(Labeled-object pointing entries)
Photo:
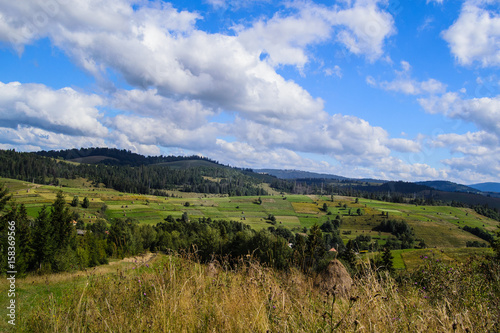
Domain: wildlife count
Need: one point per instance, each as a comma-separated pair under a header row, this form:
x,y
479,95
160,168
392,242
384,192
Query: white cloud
x,y
65,110
404,83
336,70
182,78
475,35
33,139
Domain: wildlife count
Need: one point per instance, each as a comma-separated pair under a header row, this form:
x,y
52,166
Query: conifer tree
x,y
387,259
61,222
43,241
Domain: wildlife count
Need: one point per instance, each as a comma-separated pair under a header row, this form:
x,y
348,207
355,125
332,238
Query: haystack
x,y
334,278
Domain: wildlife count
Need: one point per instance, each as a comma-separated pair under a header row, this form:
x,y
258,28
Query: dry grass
x,y
177,294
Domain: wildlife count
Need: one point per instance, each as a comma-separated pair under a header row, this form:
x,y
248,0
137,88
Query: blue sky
x,y
403,90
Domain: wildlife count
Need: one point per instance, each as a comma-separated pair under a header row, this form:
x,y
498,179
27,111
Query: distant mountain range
x,y
123,157
487,187
298,174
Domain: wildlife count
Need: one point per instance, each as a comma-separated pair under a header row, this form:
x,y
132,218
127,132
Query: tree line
x,y
143,179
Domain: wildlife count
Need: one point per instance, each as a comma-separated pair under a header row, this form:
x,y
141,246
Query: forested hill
x,y
148,178
112,156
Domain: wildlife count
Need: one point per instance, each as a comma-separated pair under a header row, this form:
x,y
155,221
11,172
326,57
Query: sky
x,y
387,89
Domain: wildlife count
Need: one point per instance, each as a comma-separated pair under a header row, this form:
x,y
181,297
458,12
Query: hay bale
x,y
212,269
335,278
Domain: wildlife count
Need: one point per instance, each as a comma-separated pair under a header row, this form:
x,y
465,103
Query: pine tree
x,y
43,238
4,197
315,245
61,222
387,259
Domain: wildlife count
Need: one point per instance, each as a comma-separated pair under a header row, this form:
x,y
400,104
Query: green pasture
x,y
439,226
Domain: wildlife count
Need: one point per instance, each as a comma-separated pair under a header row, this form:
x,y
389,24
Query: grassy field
x,y
175,293
439,226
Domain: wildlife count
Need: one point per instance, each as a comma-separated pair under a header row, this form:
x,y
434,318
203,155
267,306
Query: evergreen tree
x,y
349,255
61,222
4,197
387,259
86,203
315,245
75,201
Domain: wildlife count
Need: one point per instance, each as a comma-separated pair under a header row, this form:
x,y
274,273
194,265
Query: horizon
x,y
375,89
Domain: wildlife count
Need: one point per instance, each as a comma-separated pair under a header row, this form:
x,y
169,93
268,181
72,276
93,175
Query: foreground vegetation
x,y
175,293
239,273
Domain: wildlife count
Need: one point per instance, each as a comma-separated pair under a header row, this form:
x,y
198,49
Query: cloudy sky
x,y
393,89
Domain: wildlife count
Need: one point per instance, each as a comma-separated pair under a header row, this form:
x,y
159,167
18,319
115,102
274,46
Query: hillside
x,y
447,186
487,187
297,174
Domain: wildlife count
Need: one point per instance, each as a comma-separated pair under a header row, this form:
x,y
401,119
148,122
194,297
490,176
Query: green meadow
x,y
439,226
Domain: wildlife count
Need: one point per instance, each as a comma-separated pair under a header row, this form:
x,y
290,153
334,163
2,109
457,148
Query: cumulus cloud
x,y
65,110
404,83
182,78
475,35
484,112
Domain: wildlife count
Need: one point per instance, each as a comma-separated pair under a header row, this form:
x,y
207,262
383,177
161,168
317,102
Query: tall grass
x,y
176,293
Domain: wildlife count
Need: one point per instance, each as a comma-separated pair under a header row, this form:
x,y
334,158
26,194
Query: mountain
x,y
297,174
487,187
447,186
113,156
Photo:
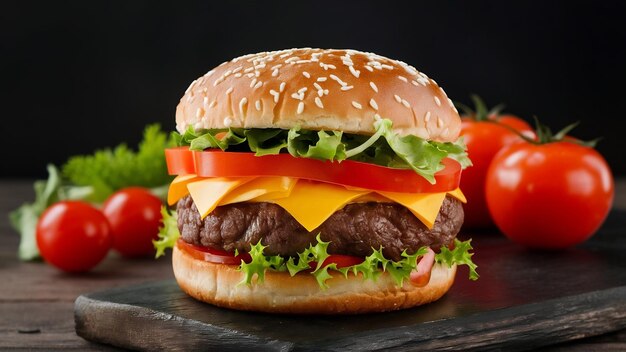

* [What needs to be done]:
Return each line of the data above that contains the string "mountain".

* [The solution]:
Query: distant mountain range
Query: mountain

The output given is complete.